Passage to read start
I want to try to help us as we move forward given all the changes that have occurred in our world.
First of all, worship is about a Person and not a method. Before the temple was built, David was worshipping under a tree on a hillside while keeping sheep. The angels announcing the birth of Jesus did not make the announcement in the temple but to shepherds watching their flocks. They did not make the announcement at 10:30 on Sunday morning but at night, in the dark. We must make worship once again about the Person rather than place and time.
Second of all, worship is about connection between God and man. Remember that God visited Adam in the Garden and Abraham in his tent and Moses in the wilderness long before the tabernacle and it’s furniture were made. It’s interesting to me that Brethren initially did not build church buildings and the first “meeting houses” were simple functional buildings. I have to believe they understood that the meeting was about the Person and not the environment. I have not doubt they had seen the elaborate cathedrals of Europe with fine furnishings but missing the Presence of the life-changing God.
Passage to read end
What you need to do:
• a. Using the passage on worship, explain in one to three sentences why the writer says worship must be about the Person rather than place and time.
• b. Print the part of the passage on worship that begins at "First of all, worship" and stops after "place and time.".
• c. Please summarize the passage on worship in two sentences.
Data shown start
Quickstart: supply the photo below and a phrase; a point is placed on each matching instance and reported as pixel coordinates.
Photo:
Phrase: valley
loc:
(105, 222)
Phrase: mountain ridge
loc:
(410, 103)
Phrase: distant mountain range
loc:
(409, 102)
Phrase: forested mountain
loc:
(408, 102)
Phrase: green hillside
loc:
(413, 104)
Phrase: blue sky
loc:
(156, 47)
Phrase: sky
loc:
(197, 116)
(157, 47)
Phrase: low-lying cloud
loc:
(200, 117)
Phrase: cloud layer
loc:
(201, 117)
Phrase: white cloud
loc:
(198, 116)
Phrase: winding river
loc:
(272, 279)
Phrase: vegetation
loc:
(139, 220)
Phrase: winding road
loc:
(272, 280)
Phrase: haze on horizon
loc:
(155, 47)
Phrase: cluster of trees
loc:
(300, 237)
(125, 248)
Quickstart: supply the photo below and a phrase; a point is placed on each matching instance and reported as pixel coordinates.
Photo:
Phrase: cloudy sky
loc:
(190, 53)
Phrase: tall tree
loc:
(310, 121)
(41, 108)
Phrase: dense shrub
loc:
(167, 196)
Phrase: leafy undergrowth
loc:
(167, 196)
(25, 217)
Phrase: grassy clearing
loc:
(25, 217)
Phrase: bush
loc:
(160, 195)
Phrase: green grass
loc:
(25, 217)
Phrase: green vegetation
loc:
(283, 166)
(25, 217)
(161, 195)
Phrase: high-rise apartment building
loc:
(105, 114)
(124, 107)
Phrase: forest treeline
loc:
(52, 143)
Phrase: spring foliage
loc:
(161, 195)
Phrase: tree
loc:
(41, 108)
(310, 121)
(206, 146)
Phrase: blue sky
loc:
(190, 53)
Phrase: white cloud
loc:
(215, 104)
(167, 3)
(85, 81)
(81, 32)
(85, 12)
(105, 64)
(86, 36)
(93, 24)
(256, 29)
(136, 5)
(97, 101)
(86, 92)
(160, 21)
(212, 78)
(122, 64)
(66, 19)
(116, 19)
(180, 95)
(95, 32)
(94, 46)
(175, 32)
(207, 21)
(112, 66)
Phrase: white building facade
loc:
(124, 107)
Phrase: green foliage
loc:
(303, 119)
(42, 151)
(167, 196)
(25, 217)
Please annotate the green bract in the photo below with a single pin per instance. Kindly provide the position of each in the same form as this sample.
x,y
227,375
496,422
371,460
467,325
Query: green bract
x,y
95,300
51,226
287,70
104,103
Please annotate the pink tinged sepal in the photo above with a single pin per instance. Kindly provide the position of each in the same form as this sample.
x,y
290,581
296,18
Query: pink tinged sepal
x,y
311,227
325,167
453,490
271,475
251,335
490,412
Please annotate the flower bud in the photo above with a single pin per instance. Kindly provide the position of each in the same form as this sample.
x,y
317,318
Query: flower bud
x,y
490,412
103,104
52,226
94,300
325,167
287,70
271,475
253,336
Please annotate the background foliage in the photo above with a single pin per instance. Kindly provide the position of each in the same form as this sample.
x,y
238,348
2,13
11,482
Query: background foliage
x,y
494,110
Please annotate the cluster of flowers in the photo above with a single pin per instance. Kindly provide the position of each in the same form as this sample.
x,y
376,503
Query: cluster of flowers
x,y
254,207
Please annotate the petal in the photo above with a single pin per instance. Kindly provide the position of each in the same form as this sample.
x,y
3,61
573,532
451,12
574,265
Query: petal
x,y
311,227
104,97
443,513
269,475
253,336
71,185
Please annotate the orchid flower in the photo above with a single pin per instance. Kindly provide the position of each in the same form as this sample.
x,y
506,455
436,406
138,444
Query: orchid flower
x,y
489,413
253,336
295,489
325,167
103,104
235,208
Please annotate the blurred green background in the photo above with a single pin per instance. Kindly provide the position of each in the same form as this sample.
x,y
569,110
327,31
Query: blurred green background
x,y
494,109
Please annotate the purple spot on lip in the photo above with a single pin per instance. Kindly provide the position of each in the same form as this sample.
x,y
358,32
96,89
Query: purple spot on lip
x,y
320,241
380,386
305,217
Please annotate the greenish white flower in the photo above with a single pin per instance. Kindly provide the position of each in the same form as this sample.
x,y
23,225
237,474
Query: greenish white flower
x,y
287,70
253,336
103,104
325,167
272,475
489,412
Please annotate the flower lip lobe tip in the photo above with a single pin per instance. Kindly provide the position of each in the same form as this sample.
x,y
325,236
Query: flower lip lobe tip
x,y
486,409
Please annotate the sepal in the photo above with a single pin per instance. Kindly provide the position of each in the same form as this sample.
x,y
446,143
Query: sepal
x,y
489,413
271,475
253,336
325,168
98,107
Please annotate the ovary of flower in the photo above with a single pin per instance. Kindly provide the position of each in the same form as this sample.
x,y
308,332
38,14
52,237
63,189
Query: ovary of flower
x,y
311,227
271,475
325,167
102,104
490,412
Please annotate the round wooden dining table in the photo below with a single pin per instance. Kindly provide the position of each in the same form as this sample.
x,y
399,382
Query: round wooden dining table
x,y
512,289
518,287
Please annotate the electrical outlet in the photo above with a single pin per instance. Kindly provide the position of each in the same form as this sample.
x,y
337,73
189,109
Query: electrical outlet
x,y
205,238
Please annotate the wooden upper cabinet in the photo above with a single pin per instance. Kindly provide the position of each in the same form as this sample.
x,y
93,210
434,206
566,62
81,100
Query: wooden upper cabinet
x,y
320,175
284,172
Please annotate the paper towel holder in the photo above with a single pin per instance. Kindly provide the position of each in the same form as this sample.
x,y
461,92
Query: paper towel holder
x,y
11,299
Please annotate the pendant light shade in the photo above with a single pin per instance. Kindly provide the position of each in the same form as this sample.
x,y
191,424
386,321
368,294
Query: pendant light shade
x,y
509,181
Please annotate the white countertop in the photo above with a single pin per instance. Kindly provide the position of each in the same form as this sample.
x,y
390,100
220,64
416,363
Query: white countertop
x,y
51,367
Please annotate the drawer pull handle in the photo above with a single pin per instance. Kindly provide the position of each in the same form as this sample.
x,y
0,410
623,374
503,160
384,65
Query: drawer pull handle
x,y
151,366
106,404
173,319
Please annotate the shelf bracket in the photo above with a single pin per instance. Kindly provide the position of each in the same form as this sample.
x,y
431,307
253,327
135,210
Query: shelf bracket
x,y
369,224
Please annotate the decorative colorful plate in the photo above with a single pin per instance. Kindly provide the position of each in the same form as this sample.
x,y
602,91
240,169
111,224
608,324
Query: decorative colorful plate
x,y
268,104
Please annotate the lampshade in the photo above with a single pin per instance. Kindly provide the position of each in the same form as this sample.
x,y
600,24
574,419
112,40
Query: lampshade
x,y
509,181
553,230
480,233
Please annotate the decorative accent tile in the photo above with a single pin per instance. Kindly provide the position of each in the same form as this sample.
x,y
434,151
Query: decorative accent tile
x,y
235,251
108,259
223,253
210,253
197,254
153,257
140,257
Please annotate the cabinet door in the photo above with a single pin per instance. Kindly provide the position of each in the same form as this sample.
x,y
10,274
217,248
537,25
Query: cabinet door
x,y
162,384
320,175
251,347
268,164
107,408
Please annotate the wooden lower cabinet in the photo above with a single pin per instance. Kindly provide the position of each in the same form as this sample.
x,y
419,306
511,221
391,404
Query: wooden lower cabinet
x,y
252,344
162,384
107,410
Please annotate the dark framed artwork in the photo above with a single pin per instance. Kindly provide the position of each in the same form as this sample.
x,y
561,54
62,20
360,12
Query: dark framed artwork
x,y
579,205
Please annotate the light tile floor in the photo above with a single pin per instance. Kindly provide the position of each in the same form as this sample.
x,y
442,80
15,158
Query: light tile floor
Data shown end
Responses by task:
• a. Worship has happened outside set places and hours. David worshipped under a tree on a hillside before the temple was built. The angels announced the birth of Jesus to shepherds at night, not in the temple at 10:30 on Sunday morning.

• b.
First of all, worship is about a Person and not a method. Before the temple was built, David was worshipping under a tree on a hillside while keeping sheep. The angels announcing the birth of Jesus did not make the announcement in the temple but to shepherds watching their flocks. They did not make the announcement at 10:30 on Sunday morning but at night, in the dark. We must make worship once again about the Person rather than place and time.

• c. Worship is about a Person rather than a method, place or time, as shown by David worshipping under a tree and by the angels announcing the birth of Jesus to shepherds at night. Worship is also about connection between God and man: God visited Adam, Abraham and Moses before the tabernacle was made, and the early Brethren met in simple functional buildings.